### BRIEF 1
According to the piece on Weingarten and the Trump order, which agency handles the nutrition assistance she invokes?
### BRIEF 2
From the piece on Weingarten and the Trump order, repeat word for word the part that opens with the words containing "Randi Weingarten: Most" and closes with "of Brooke Rollins.".

Weingarten Comments On Trump Order
The long-overdue reckoning for the U.S. Department of Education appears to be at hand—and few are feeling the tremors more than American Federation of Teachers President Randi Weingarten. For decades, Weingarten and her allies in the teachers’ unions have relied on the federal leviathan as a power center, a political shield, and a policy weapon.
Now, with the Trump administration poised to dismantle the Department via executive order and return education oversight to states and local communities, that shield is cracking—and so is the narrative that has long protected it.
In what some are calling one of the most consequential shifts in modern education policy, President Trump is expected to sign an EO that strips the federal government of its bloated authority over public schooling. It’s a return to pre-1979 norms, before Jimmy Carter carved out a cabinet-level Department of Education as a thank-you gift to the unions that buoyed his campaign.
With this move, Trump isn’t simply trimming bureaucratic fat; he’s effectively severing a decades-old alliance between the Democratic political class and public sector unions that have enjoyed unrivaled influence over curriculum, standards, and funding.
Randi Weingarten: Most public school kids are disabled, poor, or rural. pic.twitter.com/51pJjmK9Tc
— Townhall.com (@townhallcom) March 20, 2025
Randi Weingarten’s response has been as theatrical as it is inaccurate. Making the rounds on CNN, she paints a dystopian picture in which vulnerable students—disabled, impoverished, and rural—are left to fend for themselves in the absence of federal guardianship. But as the data shows, her alarmism doesn’t hold up.
According to the National Center for Education Statistics, 15% of public school students receive special education services, and 19% live in rural areas. While low-income students make up about half of all public school attendees, the nutrition assistance she invokes is actually handled not by the Department of Education, but by the USDA—now under the direction of Brooke Rollins.
In short, federal dismantling won’t touch those programs. What it will touch, however, is the entrenched power of unions that have prioritized political agendas over academic excellence. The same unions that lobbied to keep classrooms closed during COVID, pushed divisive ideological content into K-12 curriculums, and fought accountability at every turn. Their influence—especially at the federal level—is set to decline, potentially to zero.
If this shift succeeds, it won’t be a loss for students—it will be a loss for bureaucrats, ideologues, and gatekeepers who believed they had a permanent grip on America’s children. Instead, it signals a restoration of localized control, parental involvement, and educational diversity. And for countless families—especially those navigating the labyrinth of federal red tape for special education services—it could mark the beginning of a far more responsive and human-scaled system.

### DATA RECORDS
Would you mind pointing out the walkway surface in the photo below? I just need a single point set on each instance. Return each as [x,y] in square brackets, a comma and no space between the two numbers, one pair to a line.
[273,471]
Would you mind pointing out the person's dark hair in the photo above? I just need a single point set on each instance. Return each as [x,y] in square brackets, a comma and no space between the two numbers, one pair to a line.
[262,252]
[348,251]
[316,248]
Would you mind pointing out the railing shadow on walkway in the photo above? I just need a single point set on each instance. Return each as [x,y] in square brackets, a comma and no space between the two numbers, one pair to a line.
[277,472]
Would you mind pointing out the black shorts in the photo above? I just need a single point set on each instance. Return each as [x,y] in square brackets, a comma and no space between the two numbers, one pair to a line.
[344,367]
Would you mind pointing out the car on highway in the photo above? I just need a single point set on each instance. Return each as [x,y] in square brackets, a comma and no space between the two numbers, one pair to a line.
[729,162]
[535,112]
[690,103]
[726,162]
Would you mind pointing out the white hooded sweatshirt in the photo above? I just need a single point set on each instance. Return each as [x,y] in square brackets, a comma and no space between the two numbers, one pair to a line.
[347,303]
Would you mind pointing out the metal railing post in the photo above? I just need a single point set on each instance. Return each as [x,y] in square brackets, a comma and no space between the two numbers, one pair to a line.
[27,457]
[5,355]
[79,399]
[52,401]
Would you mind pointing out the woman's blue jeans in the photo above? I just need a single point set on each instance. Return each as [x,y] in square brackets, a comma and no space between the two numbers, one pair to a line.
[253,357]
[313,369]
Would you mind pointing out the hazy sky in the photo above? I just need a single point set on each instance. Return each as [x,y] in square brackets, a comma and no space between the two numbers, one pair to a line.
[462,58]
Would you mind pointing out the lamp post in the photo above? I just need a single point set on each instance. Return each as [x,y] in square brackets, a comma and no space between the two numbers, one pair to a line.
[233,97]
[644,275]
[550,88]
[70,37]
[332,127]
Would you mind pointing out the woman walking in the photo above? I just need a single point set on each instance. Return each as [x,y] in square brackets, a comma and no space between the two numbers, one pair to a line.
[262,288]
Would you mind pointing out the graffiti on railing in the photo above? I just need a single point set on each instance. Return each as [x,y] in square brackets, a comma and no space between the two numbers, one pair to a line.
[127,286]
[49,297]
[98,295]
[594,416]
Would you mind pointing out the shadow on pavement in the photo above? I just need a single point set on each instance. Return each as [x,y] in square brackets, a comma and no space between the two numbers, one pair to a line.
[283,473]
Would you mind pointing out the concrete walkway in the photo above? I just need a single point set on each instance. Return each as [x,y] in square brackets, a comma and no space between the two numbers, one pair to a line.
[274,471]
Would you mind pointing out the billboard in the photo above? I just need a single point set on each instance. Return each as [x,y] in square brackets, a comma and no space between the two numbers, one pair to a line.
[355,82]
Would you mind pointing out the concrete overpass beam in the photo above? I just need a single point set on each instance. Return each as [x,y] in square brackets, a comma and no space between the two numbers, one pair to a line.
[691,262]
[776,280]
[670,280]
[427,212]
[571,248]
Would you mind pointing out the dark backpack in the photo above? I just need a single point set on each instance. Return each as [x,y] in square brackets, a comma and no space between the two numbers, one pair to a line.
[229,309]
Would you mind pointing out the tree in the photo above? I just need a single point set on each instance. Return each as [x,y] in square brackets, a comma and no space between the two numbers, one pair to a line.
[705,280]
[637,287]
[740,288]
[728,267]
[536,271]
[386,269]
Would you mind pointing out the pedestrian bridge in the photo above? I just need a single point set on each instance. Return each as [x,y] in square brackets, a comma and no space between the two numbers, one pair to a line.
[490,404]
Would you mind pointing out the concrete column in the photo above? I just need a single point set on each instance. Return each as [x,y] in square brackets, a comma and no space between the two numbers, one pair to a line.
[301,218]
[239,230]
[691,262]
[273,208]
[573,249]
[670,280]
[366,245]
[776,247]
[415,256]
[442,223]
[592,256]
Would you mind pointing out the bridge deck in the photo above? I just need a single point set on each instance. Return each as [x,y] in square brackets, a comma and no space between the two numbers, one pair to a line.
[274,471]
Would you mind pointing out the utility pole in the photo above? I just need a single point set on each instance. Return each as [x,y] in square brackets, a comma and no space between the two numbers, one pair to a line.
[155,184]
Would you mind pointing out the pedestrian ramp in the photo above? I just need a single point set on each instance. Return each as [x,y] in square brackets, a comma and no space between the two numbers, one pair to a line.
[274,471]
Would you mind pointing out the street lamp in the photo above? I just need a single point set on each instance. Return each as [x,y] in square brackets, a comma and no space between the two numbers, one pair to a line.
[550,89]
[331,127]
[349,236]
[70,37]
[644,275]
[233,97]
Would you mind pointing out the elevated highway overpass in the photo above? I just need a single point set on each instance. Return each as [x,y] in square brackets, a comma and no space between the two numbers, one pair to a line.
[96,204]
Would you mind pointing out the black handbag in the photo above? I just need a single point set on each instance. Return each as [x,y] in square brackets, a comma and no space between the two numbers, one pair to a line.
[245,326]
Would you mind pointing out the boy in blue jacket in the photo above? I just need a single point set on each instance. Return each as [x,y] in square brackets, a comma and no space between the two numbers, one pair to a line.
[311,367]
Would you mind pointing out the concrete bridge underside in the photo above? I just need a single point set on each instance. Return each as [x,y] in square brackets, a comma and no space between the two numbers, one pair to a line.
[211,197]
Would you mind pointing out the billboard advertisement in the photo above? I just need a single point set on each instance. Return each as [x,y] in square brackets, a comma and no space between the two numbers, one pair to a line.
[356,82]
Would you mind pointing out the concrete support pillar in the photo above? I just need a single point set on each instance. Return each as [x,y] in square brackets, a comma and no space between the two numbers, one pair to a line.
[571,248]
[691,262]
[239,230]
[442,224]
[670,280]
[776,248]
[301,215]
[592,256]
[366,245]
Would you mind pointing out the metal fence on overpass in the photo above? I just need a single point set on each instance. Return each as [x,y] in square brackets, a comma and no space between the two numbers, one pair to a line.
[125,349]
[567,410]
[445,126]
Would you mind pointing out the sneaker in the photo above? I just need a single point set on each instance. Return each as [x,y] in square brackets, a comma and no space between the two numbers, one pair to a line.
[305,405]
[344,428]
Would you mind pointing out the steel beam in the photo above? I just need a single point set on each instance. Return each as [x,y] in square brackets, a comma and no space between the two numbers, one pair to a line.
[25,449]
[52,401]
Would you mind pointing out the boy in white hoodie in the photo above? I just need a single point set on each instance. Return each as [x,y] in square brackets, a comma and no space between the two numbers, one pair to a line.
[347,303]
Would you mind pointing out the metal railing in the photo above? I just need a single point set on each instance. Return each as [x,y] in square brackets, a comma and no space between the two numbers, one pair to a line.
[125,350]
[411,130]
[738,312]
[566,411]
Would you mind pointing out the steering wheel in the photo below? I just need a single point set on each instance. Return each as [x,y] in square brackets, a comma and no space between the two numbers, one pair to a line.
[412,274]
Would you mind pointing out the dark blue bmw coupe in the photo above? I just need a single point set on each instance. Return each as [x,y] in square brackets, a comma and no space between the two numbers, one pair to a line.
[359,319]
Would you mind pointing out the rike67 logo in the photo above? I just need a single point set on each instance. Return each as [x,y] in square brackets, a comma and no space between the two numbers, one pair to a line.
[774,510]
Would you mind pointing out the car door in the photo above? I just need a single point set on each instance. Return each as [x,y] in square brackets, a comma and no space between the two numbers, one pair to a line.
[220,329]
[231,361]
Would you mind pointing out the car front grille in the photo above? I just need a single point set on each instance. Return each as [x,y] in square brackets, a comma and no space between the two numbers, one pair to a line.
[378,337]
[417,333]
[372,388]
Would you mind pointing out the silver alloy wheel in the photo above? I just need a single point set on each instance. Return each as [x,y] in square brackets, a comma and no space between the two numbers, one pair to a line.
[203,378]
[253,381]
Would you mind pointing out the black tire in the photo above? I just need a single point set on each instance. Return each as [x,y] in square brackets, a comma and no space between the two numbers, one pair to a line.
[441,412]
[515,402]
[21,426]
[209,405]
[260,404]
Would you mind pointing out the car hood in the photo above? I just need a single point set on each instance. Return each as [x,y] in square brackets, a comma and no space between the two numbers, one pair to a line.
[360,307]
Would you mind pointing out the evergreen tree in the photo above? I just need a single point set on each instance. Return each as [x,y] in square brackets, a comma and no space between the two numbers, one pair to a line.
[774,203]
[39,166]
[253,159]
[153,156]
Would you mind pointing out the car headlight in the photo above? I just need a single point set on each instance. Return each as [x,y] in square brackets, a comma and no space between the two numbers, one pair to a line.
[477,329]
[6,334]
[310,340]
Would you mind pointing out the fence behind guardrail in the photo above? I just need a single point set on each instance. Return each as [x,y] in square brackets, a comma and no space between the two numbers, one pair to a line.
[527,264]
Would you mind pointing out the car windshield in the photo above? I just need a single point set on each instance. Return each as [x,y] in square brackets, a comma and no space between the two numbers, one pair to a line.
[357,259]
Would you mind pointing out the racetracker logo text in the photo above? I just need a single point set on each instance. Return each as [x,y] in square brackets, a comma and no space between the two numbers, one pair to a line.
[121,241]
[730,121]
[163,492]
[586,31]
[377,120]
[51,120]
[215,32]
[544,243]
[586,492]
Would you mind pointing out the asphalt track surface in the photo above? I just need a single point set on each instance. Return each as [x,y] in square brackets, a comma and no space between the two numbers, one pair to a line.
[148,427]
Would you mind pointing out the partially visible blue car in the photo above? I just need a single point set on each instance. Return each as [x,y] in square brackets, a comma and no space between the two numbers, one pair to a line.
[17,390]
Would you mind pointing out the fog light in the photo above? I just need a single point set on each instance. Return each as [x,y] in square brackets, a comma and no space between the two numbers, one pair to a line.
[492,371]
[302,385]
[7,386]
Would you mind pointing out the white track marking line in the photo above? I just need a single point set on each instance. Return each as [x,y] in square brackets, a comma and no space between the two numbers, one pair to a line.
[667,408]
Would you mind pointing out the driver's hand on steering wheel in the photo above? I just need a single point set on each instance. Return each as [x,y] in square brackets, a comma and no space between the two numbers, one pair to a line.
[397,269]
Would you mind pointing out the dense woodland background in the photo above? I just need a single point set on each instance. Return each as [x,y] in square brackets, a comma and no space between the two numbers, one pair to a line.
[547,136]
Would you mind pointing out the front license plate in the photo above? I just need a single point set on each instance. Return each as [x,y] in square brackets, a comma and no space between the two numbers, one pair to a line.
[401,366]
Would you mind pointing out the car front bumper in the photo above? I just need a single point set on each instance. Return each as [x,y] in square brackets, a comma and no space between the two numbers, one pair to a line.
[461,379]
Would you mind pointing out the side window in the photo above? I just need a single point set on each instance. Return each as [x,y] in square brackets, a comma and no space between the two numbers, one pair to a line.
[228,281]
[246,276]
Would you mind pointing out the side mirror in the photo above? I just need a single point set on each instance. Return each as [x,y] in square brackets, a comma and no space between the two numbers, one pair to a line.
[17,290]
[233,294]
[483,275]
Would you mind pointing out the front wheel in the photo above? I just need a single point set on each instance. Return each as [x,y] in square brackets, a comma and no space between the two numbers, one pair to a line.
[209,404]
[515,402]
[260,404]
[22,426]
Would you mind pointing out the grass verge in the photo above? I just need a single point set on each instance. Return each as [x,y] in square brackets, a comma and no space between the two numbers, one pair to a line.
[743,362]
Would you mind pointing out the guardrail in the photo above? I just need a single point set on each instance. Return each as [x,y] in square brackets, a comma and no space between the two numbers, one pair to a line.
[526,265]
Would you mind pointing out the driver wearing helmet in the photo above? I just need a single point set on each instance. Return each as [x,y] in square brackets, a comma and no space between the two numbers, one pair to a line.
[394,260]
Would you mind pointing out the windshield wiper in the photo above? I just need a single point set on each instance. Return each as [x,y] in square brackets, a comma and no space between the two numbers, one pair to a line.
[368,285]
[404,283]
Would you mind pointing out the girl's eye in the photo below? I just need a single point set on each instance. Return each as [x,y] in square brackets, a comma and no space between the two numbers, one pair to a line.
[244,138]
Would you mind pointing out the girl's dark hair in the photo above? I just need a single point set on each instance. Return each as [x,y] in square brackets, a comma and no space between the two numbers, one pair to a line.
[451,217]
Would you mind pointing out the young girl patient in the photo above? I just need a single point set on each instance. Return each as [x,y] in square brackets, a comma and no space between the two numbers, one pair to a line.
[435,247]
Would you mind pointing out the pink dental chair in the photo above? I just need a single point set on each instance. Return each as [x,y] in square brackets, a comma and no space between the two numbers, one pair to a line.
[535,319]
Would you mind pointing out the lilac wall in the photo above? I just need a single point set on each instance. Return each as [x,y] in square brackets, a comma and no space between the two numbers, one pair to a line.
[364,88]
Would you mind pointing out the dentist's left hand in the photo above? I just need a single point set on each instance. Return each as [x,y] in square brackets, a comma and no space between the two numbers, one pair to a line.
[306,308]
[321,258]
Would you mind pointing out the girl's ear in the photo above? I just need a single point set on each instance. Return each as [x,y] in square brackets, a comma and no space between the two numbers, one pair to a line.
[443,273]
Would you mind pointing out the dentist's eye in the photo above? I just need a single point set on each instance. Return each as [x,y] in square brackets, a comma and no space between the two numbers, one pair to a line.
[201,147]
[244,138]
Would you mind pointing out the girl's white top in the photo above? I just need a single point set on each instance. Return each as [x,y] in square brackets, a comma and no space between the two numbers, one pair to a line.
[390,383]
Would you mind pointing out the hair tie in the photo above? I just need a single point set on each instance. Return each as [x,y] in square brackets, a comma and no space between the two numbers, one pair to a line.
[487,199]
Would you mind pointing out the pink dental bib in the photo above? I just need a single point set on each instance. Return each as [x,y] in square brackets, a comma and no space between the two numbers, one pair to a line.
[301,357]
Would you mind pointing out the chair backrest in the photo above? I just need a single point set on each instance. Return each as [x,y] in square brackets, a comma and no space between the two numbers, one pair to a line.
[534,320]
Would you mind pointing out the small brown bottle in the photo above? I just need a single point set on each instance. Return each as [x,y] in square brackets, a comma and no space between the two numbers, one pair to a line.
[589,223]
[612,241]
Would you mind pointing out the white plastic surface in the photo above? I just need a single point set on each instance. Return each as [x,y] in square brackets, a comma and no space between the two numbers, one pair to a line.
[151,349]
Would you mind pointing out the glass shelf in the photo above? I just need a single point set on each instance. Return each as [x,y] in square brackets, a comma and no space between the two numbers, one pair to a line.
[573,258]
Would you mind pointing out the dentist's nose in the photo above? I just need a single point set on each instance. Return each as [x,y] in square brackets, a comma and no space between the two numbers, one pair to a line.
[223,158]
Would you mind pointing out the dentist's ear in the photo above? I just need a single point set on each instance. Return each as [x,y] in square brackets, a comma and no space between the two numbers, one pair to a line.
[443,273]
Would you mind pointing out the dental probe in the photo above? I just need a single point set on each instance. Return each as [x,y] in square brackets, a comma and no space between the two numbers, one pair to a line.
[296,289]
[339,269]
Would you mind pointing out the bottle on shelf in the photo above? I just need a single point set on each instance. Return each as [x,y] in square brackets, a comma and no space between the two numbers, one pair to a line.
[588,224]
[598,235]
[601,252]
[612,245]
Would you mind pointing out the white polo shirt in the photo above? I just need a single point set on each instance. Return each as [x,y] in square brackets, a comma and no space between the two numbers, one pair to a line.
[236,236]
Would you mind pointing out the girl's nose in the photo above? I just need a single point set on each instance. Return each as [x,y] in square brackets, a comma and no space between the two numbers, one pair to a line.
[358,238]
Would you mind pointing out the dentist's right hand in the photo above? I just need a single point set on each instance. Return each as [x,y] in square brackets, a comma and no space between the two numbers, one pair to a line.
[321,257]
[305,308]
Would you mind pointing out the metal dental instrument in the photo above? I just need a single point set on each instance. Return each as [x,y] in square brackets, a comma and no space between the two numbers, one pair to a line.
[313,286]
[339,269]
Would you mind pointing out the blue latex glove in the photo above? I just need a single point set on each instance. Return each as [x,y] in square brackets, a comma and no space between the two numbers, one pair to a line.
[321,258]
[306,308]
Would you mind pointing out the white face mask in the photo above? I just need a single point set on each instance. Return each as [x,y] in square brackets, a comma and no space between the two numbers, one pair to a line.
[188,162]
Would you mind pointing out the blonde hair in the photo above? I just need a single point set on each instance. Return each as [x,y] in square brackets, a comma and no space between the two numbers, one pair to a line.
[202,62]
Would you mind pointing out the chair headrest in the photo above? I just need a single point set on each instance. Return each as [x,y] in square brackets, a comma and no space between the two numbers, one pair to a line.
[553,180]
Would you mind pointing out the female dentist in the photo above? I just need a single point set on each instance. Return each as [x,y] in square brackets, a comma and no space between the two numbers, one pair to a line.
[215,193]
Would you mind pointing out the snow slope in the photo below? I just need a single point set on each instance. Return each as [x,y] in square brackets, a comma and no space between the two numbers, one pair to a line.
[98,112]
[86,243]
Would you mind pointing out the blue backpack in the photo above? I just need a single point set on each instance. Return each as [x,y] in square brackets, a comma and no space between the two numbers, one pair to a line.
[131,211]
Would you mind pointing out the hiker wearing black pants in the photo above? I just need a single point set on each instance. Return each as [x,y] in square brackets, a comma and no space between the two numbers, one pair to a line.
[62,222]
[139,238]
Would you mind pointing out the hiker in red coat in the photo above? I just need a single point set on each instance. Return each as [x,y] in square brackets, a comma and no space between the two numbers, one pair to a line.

### RESPONSE AREA 1
The USDA, now under the direction of Brooke Rollins.

### RESPONSE AREA 2
Randi Weingarten: Most public school kids are disabled, poor, or rural. pic.twitter.com/51pJjmK9Tc
— Townhall.com (@townhallcom) March 20, 2025
Randi Weingarten’s response has been as theatrical as it is inaccurate. Making the rounds on CNN, she paints a dystopian picture in which vulnerable students—disabled, impoverished, and rural—are left to fend for themselves in the absence of federal guardianship. But as the data shows, her alarmism doesn’t hold up.
According to the National Center for Education Statistics, 15% of public school students receive special education services, and 19% live in rural areas. While low-income students make up about half of all public school attendees, the nutrition assistance she invokes is actually handled not by the Department of Education, but by the USDA—now under the direction of Brooke Rollins.